# Teks Halaman
......
Foto ilustrasi Sumber Internet
Latar Belakang
Manusia Hindu menempatkan siklus lahir hidup dan mati sebagai sebuah prosesi ritual yang bermakna dalam kehidupannya. Kematian bagi umat Hindu adalah awal sebuah perjalanan panjang yang tidak bertepi untuk menikmati karma. Kematian atau meninggalnya seseorang berarti putusnya hubungan dengan dunia nyata atau duniawi yang kemudian akan kembali ke alam baka atau ke akhirat dengan membawa karmanya masing – masing.
Jadi kematian adalah suatu keharusan dari hidup manusia yang kemudian masing-masing bangsa, agama, suku mempunyai cara-cara tersendiri untuk memberikan penghormatan terakhirnya sebagai manusia yang memiliki peradaban budaya.
Khususnya di Bali, umat yang menganut Agama Hindu menganut kepercayaan adanya upacara pembakaran jenazah atau kremasi yang sering disebut dengan Ngaben. Di dalam Panca Yadnya, upacara ini termasuk dalam Pitra Yadnya, yaitu upacara yang ditujukan untuk roh lelulur. Tujuan upacara ngaben adalah agar ragha sarira (badan / Tubuh) cepat dapat kembali ke asalnya, yaitu Panca Maha Bhuta di alam ini dan Atma selamat dapat pergi ke alam pitra.
Namun proses kematian ini menjadi rumit, ketika dibangun oleh budaya dengan tingkat rigiditas yang tinggi (kaku). Umat Hindu sering terjebak 'proses megah' prosesi ritual yang menelan biaya tinggi dengan mengabaikan kemampuan yang melakukan upacara.
Sejatinya biaya upakara untuk prosesi ngaben di Bali tidak mahal berdasarkan sastra. Biaya tinggi karena menjelimetnya adat yang sering tak bersahabat yang membuat biaya upacara itu membengkak, seperti kadang-kadang karena gengsi, jadi upacaranya harus besar secara kwantitas, sehingga penggunaan banten juga di “besar-besar”. Ada pendapat yang mengatakan, terlalu banyak upacara adat menyebabkan kemiskinan di Bali (judul Berita SINDONEWS.COM). “Kami akui budaya Bali sangat berat, kebutuhan untuk memenuhi upacara adat cukup banyak faktor itu juga menjadi salah satu penyebab kemiskinan. Sekarang ini bagaimana caranya upacara mereka sekedarnya saja tidak jor-joran,” ujar Kepala Badan Pemberdayaan Masyarakat dan Pemerintahan Desa Ketut Lihadnyana, kepada wartawan, Kamis (3/7/2014).
......
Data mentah
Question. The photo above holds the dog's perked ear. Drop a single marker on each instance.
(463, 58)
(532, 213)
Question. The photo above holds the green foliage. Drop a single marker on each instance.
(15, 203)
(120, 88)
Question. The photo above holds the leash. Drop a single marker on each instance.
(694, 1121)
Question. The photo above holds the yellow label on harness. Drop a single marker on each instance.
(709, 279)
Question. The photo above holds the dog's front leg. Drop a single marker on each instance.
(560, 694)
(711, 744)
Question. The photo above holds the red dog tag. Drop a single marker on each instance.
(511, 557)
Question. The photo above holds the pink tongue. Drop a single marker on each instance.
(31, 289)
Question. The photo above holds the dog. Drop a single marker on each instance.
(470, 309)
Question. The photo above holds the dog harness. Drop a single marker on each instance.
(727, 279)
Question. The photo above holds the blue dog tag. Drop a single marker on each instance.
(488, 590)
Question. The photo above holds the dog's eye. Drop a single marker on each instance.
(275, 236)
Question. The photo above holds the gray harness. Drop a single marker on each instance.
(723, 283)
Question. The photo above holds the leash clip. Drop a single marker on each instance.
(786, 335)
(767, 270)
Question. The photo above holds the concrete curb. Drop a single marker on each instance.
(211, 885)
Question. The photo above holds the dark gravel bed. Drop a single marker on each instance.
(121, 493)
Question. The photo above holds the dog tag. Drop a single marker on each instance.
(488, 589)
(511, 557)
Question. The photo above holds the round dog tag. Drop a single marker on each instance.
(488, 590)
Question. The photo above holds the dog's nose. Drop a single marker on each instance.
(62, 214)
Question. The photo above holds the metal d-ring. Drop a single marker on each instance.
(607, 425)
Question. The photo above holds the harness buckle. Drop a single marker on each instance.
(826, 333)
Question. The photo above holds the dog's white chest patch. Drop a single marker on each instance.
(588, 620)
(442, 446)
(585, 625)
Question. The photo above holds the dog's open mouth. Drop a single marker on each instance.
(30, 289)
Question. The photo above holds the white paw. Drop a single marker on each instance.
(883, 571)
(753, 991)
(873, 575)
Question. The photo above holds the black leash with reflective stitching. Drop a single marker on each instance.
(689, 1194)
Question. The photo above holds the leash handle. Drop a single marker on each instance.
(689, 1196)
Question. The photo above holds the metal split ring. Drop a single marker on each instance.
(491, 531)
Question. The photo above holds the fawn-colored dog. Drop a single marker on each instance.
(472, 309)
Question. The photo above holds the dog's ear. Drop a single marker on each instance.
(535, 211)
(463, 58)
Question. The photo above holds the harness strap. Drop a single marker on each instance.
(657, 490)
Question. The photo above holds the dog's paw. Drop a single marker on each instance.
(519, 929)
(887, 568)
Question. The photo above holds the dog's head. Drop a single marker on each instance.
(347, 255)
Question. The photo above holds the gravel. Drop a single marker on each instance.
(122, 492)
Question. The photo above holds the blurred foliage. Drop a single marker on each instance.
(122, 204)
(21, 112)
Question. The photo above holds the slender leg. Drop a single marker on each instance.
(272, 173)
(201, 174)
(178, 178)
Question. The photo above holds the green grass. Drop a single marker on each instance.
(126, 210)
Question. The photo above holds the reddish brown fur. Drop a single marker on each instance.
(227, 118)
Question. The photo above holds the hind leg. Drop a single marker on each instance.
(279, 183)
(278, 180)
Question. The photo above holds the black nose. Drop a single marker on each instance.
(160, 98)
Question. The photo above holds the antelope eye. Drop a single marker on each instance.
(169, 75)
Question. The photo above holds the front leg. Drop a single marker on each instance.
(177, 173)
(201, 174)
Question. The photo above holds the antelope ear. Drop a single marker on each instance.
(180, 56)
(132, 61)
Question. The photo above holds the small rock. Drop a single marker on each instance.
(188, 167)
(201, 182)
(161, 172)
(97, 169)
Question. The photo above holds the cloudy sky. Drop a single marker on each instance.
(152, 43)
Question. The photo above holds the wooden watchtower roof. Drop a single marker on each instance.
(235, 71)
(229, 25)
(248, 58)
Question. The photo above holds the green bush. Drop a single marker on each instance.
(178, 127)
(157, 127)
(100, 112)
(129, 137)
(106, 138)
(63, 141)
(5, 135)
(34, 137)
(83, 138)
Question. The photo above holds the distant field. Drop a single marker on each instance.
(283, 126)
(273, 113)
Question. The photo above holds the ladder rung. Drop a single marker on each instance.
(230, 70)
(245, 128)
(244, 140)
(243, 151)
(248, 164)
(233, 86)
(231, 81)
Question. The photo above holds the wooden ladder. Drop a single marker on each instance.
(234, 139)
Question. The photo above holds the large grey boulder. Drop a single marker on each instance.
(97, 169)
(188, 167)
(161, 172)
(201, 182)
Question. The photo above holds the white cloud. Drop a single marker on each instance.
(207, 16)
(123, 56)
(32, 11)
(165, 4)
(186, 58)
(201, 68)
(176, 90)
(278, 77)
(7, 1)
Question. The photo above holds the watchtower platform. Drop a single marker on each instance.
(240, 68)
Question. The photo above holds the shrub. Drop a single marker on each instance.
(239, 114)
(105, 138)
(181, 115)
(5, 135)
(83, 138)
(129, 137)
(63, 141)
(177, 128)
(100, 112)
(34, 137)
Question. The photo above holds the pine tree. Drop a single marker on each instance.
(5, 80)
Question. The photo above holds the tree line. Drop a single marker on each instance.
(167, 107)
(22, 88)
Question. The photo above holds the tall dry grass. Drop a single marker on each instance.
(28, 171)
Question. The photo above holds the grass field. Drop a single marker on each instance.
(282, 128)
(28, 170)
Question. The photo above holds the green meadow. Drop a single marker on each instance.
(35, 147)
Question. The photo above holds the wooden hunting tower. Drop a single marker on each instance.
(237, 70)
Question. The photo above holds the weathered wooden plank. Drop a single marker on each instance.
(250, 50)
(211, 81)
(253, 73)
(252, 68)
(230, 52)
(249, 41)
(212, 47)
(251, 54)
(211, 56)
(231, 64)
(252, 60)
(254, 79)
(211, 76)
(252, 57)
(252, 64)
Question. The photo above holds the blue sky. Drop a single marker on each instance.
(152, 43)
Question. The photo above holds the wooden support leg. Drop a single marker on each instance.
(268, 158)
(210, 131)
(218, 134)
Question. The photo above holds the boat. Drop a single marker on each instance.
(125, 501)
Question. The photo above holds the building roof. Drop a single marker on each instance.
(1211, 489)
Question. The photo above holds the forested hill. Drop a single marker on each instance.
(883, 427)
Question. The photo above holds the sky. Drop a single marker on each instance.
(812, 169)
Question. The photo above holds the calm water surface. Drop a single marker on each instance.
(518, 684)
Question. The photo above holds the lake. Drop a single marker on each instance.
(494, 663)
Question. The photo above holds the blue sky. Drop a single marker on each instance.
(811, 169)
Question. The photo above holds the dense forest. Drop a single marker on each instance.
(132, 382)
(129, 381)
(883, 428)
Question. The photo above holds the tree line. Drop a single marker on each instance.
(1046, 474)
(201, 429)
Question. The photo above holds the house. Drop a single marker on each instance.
......
# Daftar Tugas
- 1) Dalam teks tentang ngaben, upacara ngaben termasuk jenis upacara apa di dalam Panca Yadnya?
- 2) Teruskan teks tentang ngaben ini mulai setelah kalimat terakhirnya.

# Berikut Jawabannya
- 1) Pitra Yadnya

- 2)
http://daerah.sindonews.com/read/879493/27/kemiskinan-di-bali-akibat-banyaknya-upacara-adat SINDONEWS.COM
Selain adat yang kadang-kadang rumit, juga kasus-kasus adat termasuk masalah menjaga "status warga adat" sering kali menimbulkan masalah ketika orang meninggal. Masalah penyelesaian status warga adat ini terutama banyak dihadapi oleh keluarga yang sudah lama merantau meninggalkan desanya untuk mencari nafkah, dan abai dengan kewajiban-kewajibannya sebagai warga adat. Kejadian - kejadian akibat dari permasalahan adat yang sering kali terjadi di Bali, sangat merugikan orang / krama Bali itu sendiri, akibatnya menjadi suatu momok dan permasalah psikologis bagi orang Bali.
Kasus-kasus adat dapat di klik disini https://www.facebook.com/notes/ketut-darmita/kasus-kasus-adat-di-bali/149062338480266
Banjar hendaknya adalah sebagai lembaga pembantu dan bukan malah menjadi beban psikologis & pesikis bahkan menjadi pengadilan sosial bagi masyarakat Bali itu sendiri, sehingga pelaksanaan kedah-kaedah budaya Bali yang tertuang dalam konsep banjar yakni suka duka larapati, paras paros sarpa naya, selunglung sebayantaka tidak semakin tenggelam bahkan cendrung hilang akibat perkembangan jaman, sehingga mengakibatkan orang Bali tidak akan mampu memberikan warisan budaya yang luhur di Bali ini, suatu saat nanti budaya-budaya akan menjadi hanya wacana saja.
Krematoriun Solusi
Akibat dari adanya pergeseran-pergeseran budaya timbul berbagai solusi-solusi yang baru salah satunya di dalam pengabenan ada “krematorium”, hal tersebut tidak salah dan sah-sah saja, tidak semua orang bermasalah melakukan pengabenan di tempat tersebut, namun semua itu akan kembali ke pilihan diri kita sendiri.
Krematorium yang berlokasi di Desa Kedua, Denpasar Utara, Krematorium Santha Yana
beroperasi sejak tahun 2009 atas inisiatif Maha Gotra Pasek Sanak Sapta Rsi (MGPSSR), perkumpulan warga dari keturunan soroh (klan) Pasek. Ini merupakan krematorium pertama yang diperuntukkan bagi umat Hindu. Sebelumnya, dua krematorium sebenarnya sudah berdiri di kawasan Mumbul, Nusa Dua, namun tidak secara spesifik diperuntukkan bagi umat Hindu. “Krematorium ini dibangun untuk menjawab permasalahan umat,” kata Ketua Umum Maha Gotra Pasek Sanak Sapta Rsi (MGPSSR), Prof. Dr. dr. I Wayan Wita, Sp. JP (K)
Guru besar di Kedokteran Universitas Udayana itu menjelaskan, ide pembangunan krematorium Santha Yana berawal dari keresahan atas berbagai permasalahan yang dihadapi umat Hindu di Bali seperti penyelesaian status warga adat, konflik adat, yang berbuntut pada perebutan tanah setra, hingga beban ekonomi yang menyebabkan tingginya biaya pelaksanaan upacara ngaben.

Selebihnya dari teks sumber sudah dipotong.